Disordered
glucagon secretion contributes to the symptoms of diabetes, and reduced
glucagon action is known to improve
glucose homeostasis. In mice, genetic deletion of the
glucagon receptor (Gcgr) results in increased levels of the insulinotropic
hormone glucagon-like peptide 1 (GLP-1), which may contribute to the alterations in
glucose homeostasis observed in Gcgr-/- mice. Here, we assessed the contribution of
GLP-1 receptor (GLP-1R) signaling to the phenotype of Gcgr-/- mice by generating Gcgr-/-Glp1r-/- mice. Although
insulin sensitivity was similar in all genotypes, fasting
glucose was increased in Gcgr-/-Glp1r-/- mice. Elimination of the Glp1r normalized gastric emptying and impaired intraperitoneal
glucose tolerance in Gcgr-/- mice. Unexpectedly, deletion of Glp1r in Gcgr-/- mice did not alter the improved oral
glucose tolerance and increased insulin secretion characteristic of that genotype. Although Gcgr-/-Glp1r-/- islets exhibited increased sensitivity to the
incretin glucose-dependent insulinotropic
polypeptide (GIP), mice lacking both Glp1r and the
GIP receptor (Gipr) maintained preservation of the enteroinsular axis following reduction of Gcgr signaling. Moreover, Gcgr-/-Glp1r-/- islets expressed increased levels of the
cholecystokinin A receptor (Cckar) and
G protein-coupled receptor 119 (Gpr119)

* EXERCISE GOAL: Continue the abstract on glucagon and GLP-1 receptor signaling in knockout mice from the point where it stops. The rows that follow the abstract are not required for any part of this work.

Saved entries
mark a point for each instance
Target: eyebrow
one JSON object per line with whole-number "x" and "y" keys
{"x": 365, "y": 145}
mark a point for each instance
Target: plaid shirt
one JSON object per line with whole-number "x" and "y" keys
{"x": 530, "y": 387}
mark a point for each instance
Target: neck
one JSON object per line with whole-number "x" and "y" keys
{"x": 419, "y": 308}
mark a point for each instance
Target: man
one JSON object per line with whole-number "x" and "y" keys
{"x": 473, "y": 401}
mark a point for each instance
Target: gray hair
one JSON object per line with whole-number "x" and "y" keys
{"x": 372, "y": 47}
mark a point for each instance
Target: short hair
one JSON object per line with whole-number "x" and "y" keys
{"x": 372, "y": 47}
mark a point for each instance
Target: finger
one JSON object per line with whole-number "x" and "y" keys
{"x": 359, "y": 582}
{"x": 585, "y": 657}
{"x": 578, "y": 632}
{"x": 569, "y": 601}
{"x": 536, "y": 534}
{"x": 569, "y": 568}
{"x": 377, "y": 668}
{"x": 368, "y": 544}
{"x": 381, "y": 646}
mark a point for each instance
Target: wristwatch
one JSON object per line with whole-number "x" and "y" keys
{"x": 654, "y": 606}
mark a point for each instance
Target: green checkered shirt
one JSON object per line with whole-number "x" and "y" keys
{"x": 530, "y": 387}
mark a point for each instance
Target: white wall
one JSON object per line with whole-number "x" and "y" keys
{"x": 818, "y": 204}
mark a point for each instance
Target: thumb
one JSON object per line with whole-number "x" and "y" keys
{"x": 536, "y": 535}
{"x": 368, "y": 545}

* RESPONSE TO THE EXERCISE:
mRNA transcripts, and Gcgr-/-Glp1r-/- mice exhibited increased sensitivity to exogenous CCK and the GPR119 agonist
AR231453. Our data reveal extensive functional plasticity in the enteroinsular axis via induction of compensatory mechanisms that control nutrient-dependent regulation of insulin secretion.